▶ [DESCRIPTION OF THE TASK]: Copy the passage of the post on Meylan et al. 2017 from "Monday, May 29, 2017" to "as I understand." word for word.

Monday, May 29, 2017

Thoughts on Meylan et al. 2017 in press

I really like how M&al2017 have mathematically cashed out the competing hypotheses (and given the intuitions of how Bayesian data analysis works — nice!). But something that I don’t quite understand is this: The way the model is implemented, isn’t it a test for Noun-hood rather than Determiner-hood (more on this below)? There’s nothing wrong with testing Noun-hood, of course, but all the previous debates involving analysis of Determiners and Nouns have been arguing over Determiner-hood, as far as I understand.

Something that also really struck me when trying to connect these results to the generativist vs. constructionist debate: How early is earlier than expected for abstract category knowledge to develop? This seems like the important thing to know if you’re trying to interpret the results for/against either perspective (more on this below too).

Specific thoughts:

(1) How early is earlier than expected?
(a) In the abstract, we already see the generativist perspective pitched as “the presence of syntactic abstractions” in children’s “early language”. So how early is early?  Are the generativists really all that unhappy with the results we end up seeing here where a rapid increase in noun-class homogeneity starts happening around 24 months? Interestingly, this timing correlates nicely with what Alandi, Sue, and I have been finding using overlap-based metrics for assessing categories in VPs like negation and auxiliary (presence of these in adult-ish form between 20 and 24 months for our sample child).

(b) Just looking at Figure 3 with the split-half data treatment, it doesn’t look like there’s a lot of increase in noun-class-ness (productivity) in this age range. Interestingly, it seems like several go down (though I know this isn’t true if we’re using the 99.9% cutoff criterion). Which team is happy with these results, if we squint and just use the visualizations as proxies for the qualitative trends? While the generativists would be happy with no change, they’d also be surprised by negative changes for some of these kids. The constructivists wouldn’t be (they can chalk it up to “still learning”), but then they’d expect more non-zero change, I think.

(c)  The overregularization hypothesis is how M&al2017 explain the positive changes in younger kids and the negative changes for older kids. In particular, they say older kids have really nailed the NP —> Det N rule, and so use more determiner noun combinations that are rare for adults. So, in the terms of the model, what would be happening is that more nouns get their determiner preferences skewed towards 0.5 than really ought to be, I think. If that happens, then shouldn’t the distribution be more peaked around 0.5 in Figure 1? If so, that would lead to higher values of v. So wouldn’t we expect even higher v values (i.e., a really big increase) if this is what’s going on, rather than a decrease to lower v values?  Maybe the idea is that the peak in v is happening because of overregularization, and then the decrease is when kids settle back down. That is, adult-like knowledge of a noun category existing is when we get the peak v value (which may in fact be higher than actual adult values). Judging from Figure 4, it looks like this is happening between 2 and 3. Which is pretty young. Which would make generativists happy, I think? So the conclusion that “these results are broadly consistent with constructivist hypotheses” is somewhat surprising to me. I guess it all comes back to how early is earlier than expected.

Data items
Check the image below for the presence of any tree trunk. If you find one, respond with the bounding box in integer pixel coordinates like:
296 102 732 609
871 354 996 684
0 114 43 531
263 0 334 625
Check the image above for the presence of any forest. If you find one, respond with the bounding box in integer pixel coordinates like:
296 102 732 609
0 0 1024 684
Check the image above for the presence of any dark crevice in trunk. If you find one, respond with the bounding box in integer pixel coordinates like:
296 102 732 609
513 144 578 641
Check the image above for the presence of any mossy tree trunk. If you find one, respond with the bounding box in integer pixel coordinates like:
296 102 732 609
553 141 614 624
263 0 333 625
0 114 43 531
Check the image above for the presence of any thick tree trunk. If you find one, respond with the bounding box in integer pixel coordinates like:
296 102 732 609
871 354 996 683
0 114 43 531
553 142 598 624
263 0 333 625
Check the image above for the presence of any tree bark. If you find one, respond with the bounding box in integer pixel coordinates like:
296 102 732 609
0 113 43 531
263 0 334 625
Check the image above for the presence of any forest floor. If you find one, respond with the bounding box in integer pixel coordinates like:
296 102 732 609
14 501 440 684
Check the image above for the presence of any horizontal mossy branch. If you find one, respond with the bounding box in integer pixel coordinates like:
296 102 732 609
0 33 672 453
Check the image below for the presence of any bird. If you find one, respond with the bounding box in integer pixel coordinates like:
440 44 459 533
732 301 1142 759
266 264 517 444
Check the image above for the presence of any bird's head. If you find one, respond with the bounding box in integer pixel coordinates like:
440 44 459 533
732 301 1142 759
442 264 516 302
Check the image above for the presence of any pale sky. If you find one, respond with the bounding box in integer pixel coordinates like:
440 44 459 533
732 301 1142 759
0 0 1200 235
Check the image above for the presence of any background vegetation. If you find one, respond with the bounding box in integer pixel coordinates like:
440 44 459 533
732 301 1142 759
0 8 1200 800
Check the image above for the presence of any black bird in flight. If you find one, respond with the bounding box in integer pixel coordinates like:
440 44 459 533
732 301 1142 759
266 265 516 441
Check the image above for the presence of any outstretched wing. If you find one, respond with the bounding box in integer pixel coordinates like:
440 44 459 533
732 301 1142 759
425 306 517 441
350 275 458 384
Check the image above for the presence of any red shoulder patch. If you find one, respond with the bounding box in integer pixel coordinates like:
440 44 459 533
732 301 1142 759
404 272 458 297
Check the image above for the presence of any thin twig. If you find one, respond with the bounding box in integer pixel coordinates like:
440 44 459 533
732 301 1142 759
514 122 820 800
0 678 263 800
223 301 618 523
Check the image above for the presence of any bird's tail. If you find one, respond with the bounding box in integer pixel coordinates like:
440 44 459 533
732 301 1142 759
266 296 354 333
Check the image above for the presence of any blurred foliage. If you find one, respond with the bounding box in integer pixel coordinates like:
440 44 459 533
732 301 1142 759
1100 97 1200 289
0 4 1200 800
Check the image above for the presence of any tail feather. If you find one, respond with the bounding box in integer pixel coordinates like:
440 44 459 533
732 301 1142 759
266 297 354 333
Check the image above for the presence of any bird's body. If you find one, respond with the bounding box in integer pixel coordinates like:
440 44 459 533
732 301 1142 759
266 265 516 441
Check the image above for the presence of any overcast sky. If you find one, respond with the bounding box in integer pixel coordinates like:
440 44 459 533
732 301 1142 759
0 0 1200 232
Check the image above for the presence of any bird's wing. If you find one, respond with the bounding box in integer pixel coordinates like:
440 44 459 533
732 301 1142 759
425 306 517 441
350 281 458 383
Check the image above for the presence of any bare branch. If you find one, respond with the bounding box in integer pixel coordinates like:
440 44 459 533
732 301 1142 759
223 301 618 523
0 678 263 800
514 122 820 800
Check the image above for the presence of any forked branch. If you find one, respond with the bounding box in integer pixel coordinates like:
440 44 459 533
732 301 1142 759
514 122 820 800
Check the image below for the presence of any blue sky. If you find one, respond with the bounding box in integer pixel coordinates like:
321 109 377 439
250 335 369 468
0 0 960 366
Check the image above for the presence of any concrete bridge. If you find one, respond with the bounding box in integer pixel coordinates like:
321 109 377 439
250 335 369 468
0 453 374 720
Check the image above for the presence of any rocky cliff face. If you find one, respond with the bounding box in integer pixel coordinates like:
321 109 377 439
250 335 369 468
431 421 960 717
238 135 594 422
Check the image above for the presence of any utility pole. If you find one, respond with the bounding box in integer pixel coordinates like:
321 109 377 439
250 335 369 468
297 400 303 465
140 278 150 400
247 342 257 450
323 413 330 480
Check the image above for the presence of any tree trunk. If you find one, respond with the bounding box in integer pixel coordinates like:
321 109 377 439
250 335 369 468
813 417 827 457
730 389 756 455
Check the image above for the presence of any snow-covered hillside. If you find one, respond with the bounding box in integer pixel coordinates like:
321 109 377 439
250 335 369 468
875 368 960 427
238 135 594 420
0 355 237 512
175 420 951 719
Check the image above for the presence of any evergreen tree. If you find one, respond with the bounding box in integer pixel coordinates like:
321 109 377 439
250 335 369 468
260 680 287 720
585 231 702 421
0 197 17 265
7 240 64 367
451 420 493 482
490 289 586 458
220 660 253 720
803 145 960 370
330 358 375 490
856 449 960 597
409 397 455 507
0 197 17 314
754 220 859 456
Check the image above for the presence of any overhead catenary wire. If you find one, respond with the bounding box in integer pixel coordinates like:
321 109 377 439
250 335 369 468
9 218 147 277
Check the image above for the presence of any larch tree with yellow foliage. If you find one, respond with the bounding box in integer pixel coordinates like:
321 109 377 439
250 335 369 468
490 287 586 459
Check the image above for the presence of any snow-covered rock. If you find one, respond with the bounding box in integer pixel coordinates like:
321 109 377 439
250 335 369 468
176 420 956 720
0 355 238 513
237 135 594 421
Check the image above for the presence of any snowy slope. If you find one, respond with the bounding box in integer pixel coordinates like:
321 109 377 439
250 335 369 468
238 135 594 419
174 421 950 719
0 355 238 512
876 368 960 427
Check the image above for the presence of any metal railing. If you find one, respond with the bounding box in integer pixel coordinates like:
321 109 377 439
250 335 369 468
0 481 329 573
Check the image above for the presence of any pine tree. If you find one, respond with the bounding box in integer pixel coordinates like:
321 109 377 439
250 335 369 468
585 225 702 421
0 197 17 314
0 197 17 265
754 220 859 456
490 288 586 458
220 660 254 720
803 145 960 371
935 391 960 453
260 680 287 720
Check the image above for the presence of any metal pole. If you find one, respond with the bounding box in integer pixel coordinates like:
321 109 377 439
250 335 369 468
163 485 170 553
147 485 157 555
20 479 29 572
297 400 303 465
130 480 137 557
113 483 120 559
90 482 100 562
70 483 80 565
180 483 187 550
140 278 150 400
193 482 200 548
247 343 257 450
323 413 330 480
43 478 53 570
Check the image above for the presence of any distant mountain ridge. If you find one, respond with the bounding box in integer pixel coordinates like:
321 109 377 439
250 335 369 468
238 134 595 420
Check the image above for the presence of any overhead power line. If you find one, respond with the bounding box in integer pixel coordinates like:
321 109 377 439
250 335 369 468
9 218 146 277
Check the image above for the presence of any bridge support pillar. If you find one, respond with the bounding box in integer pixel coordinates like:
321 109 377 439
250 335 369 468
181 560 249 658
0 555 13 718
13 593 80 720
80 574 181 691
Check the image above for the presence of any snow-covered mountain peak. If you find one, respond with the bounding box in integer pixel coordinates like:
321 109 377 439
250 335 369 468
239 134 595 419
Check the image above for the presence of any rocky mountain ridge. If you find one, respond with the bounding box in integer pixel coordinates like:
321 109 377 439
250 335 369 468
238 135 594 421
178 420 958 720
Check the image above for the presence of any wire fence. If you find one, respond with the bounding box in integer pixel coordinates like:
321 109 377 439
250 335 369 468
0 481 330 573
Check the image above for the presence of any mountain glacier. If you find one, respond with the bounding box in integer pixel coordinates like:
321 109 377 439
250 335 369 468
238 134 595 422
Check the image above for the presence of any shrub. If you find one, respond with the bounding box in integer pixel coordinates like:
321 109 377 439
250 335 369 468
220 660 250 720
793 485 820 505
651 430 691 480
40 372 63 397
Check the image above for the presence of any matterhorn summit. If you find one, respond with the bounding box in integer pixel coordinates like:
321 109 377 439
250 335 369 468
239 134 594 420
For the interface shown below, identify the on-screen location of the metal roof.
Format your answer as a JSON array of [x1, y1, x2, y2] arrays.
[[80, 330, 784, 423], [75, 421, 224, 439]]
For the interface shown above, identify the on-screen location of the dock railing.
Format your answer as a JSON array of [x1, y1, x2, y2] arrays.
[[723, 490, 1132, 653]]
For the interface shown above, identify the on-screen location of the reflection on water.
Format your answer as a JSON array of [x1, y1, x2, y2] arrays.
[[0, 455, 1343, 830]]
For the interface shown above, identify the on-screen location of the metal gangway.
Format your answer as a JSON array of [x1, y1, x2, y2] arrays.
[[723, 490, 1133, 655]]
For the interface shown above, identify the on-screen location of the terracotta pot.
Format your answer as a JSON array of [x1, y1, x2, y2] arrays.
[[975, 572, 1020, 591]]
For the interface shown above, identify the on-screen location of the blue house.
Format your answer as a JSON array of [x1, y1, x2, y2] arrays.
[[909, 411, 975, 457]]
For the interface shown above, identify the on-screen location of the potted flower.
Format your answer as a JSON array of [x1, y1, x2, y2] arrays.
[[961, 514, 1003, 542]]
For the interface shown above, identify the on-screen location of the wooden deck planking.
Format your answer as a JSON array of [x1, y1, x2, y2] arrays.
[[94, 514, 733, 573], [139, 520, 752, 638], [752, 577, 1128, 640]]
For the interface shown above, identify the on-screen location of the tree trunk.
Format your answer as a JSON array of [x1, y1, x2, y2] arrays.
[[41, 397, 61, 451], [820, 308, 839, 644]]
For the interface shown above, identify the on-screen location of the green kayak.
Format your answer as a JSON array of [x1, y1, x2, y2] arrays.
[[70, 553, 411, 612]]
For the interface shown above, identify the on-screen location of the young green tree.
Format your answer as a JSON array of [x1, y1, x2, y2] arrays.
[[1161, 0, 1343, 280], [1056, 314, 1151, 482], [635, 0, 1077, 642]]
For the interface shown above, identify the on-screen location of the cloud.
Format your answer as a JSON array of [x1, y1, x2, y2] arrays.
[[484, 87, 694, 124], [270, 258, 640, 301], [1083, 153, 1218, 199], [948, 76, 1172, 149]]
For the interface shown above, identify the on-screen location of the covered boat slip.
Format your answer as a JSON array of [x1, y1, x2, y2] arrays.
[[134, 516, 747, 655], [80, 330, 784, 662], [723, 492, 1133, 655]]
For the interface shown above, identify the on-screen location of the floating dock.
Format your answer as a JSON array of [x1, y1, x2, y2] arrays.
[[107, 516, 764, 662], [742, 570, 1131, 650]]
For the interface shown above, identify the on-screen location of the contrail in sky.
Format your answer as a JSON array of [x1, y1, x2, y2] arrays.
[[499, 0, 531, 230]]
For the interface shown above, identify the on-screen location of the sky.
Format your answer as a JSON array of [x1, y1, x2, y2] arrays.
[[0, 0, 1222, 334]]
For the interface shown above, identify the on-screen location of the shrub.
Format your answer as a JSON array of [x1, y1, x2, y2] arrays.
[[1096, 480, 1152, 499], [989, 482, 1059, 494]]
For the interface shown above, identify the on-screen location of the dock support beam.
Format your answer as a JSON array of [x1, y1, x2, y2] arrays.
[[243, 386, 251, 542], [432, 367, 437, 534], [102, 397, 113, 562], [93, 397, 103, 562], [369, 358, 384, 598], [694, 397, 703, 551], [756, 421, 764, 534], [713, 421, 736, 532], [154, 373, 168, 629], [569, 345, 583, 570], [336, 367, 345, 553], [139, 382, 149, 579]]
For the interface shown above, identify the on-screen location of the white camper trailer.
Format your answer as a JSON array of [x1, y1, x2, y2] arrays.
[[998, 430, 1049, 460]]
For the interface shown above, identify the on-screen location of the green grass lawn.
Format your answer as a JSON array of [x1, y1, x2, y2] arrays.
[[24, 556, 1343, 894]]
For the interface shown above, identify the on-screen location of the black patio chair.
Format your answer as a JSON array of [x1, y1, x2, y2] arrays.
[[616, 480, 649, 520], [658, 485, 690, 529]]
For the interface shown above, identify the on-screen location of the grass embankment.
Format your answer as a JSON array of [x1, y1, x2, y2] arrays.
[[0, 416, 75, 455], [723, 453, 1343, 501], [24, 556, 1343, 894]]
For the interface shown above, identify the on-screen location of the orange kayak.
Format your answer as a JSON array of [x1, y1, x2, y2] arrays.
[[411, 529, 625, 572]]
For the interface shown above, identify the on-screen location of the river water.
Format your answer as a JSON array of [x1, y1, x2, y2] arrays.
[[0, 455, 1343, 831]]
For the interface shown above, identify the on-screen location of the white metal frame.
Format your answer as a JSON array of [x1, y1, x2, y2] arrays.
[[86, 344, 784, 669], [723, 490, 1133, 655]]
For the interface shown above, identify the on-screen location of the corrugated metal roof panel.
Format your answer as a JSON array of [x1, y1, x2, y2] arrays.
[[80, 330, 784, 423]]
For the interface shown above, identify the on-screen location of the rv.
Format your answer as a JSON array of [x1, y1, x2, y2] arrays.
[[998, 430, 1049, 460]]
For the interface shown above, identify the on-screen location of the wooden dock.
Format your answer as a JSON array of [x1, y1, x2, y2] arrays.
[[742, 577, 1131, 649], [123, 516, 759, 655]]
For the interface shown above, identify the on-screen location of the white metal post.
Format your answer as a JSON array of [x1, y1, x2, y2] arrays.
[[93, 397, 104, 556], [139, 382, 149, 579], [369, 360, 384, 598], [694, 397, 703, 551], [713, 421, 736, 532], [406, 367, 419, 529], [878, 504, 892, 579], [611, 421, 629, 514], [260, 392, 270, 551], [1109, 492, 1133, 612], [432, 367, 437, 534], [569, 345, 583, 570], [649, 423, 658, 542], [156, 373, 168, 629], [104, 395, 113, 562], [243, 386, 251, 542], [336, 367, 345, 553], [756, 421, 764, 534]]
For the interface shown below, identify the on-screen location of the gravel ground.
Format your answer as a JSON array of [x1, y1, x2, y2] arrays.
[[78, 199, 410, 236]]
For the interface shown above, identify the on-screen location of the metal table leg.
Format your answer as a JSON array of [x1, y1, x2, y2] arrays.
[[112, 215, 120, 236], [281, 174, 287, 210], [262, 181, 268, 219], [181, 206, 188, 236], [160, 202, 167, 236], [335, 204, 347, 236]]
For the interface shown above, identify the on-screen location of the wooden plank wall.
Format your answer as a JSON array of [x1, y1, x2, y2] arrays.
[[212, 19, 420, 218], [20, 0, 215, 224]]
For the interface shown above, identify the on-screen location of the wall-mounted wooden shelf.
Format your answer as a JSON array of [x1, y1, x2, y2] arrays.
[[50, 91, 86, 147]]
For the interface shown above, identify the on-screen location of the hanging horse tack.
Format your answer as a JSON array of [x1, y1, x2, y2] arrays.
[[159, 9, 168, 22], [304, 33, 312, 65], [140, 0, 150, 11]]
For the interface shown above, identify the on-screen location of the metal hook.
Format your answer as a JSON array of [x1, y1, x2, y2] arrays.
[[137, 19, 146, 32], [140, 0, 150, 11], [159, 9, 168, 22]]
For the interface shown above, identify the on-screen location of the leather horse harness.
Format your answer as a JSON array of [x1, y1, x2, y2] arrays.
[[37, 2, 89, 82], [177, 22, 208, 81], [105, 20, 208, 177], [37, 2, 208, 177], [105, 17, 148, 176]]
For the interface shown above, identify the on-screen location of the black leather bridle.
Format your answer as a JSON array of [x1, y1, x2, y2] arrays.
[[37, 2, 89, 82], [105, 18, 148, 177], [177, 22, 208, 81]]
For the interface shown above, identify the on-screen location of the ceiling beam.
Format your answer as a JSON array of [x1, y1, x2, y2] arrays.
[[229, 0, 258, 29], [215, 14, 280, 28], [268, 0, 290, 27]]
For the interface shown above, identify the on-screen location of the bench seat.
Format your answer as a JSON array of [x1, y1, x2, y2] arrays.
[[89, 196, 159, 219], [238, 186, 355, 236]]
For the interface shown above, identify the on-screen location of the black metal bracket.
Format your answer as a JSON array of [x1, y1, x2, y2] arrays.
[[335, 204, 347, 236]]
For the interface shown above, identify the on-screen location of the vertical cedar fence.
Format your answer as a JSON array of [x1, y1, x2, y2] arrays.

▶ [RESPONSE BELOW]:
Monday, May 29, 2017

Thoughts on Meylan et al. 2017 in press

I really like how M&al2017 have mathematically cashed out the competing hypotheses (and given the intuitions of how Bayesian data analysis works — nice!). But something that I don’t quite understand is this: The way the model is implemented, isn’t it a test for Noun-hood rather than Determiner-hood (more on this below)? There’s nothing wrong with testing Noun-hood, of course, but all the previous debates involving analysis of Determiners and Nouns have been arguing over Determiner-hood, as far as I understand.